[Begin Information given]

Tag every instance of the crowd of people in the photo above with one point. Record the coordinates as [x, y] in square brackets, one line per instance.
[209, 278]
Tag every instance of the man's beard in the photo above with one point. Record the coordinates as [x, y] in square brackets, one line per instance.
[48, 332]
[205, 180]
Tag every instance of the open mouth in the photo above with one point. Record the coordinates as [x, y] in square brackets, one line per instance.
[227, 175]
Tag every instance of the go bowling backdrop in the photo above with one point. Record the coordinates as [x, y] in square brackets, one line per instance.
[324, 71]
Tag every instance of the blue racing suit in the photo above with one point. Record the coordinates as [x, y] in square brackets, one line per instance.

[End Information given]
[Begin Information given]

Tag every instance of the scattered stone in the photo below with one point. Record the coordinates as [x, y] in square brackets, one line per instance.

[End Information given]

Brief
Will you copy the listing above verbatim, starting at the line that contains "Tag every instance of the man's" and stopping after the line that contains "Tag every instance of the blue"? Output only those lines.

The solution
Tag every instance of the man's beard in the photo above with one point. Record the coordinates as [x, y] in square brackets, one line per instance.
[48, 332]
[205, 180]
Tag every instance of the open mouth in the photo above with one point. Record the coordinates as [x, y] in square brackets, one line per instance.
[227, 175]
Tag every instance of the go bowling backdrop in the photo above with one point. Record the coordinates as [x, y] in square brackets, one line per instance.
[324, 71]
Tag every instance of the blue racing suit in the photo above with one point. Record the coordinates as [x, y] in square brackets, one line per instance.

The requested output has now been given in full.